▶ _What to do_
Only the lines containing "rose" belong in the answer; find them in the material below.

▶ _Supplied material_
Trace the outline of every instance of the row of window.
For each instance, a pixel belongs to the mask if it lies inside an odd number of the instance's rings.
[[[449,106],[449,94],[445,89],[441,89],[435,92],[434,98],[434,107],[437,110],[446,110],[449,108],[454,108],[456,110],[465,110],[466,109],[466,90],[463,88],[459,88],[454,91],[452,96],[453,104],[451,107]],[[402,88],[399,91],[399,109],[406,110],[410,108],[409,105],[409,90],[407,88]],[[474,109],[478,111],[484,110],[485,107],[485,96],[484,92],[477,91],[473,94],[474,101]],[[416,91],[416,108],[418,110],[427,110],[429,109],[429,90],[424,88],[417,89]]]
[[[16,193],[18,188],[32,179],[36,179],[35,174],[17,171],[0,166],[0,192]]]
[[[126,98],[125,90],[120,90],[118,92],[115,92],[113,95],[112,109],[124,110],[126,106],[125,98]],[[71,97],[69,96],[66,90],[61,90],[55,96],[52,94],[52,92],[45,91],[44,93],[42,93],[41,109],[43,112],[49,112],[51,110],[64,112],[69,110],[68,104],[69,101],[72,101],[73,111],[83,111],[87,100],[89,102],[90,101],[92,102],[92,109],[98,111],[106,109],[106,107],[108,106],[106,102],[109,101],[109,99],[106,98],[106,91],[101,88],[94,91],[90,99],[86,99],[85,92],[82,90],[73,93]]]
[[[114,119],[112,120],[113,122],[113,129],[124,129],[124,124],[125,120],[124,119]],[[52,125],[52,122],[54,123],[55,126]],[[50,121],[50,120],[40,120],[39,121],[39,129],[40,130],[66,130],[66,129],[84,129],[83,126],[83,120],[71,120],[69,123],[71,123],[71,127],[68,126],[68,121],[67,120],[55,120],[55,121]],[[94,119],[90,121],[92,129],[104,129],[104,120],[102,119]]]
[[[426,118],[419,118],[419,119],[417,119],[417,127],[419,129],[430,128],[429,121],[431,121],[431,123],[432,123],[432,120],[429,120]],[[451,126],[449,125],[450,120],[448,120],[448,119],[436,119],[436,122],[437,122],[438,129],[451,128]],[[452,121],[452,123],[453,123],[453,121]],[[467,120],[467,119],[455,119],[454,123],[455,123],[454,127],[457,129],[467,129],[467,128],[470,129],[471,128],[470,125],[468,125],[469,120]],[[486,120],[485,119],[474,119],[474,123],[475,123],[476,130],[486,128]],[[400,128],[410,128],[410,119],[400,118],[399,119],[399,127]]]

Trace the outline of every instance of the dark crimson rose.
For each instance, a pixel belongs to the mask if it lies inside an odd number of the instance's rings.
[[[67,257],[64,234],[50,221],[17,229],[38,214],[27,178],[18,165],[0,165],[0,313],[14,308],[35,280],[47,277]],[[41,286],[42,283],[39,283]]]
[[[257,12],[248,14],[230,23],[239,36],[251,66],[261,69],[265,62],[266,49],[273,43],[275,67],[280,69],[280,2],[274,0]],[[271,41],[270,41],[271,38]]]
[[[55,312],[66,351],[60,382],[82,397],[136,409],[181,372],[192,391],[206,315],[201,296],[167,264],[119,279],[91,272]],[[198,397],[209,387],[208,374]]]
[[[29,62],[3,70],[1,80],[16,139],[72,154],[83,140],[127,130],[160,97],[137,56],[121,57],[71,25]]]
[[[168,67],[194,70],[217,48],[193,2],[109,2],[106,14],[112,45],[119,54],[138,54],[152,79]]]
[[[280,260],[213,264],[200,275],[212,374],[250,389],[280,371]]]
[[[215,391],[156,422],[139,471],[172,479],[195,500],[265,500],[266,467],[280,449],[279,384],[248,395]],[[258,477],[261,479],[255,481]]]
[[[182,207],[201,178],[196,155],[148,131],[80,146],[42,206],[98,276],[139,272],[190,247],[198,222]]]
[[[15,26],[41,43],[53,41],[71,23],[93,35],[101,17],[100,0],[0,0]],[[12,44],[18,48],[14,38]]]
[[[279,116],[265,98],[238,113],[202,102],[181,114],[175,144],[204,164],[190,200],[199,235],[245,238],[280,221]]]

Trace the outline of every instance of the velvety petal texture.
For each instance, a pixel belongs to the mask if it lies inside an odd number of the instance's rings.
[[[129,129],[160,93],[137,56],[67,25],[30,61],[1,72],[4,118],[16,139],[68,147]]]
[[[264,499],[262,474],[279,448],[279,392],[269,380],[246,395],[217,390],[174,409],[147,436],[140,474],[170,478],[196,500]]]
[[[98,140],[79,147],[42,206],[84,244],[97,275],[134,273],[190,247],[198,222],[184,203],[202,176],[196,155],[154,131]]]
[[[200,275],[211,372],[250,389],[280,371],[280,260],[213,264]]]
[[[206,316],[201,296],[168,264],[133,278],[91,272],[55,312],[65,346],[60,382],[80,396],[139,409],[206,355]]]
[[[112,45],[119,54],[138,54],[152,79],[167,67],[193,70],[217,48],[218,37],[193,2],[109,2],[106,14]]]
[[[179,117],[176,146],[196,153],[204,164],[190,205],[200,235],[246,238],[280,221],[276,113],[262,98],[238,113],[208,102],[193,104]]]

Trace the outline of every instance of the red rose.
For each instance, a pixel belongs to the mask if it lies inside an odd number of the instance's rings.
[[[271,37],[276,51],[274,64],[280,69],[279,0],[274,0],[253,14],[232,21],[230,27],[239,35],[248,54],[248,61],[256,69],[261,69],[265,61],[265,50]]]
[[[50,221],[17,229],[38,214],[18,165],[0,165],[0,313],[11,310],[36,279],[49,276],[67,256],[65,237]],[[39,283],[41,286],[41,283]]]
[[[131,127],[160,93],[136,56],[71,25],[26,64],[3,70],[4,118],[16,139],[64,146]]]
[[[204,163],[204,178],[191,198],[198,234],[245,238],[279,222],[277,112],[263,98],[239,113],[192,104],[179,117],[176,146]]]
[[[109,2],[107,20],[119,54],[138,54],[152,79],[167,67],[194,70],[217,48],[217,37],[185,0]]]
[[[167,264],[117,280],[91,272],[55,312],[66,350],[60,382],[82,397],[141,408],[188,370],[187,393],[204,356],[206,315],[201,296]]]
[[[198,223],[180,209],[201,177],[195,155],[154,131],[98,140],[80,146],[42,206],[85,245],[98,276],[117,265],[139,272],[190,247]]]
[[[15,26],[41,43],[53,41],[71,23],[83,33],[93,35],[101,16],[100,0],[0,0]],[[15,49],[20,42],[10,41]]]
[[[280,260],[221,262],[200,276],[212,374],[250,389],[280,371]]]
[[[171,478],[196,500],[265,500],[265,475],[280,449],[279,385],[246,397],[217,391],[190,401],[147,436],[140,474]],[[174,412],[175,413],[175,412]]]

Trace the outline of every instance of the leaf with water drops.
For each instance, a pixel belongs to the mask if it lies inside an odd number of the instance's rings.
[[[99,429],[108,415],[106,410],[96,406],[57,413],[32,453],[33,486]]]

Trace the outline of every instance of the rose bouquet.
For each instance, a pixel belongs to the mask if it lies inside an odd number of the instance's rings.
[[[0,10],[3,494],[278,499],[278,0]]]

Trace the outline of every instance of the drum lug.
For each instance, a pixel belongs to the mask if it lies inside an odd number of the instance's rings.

▶ _Written response_
Trace the outline of every instance of the dark crimson rose.
Trace the outline of every instance of the red rose.
Trace the outline of every instance of the rose bouquet.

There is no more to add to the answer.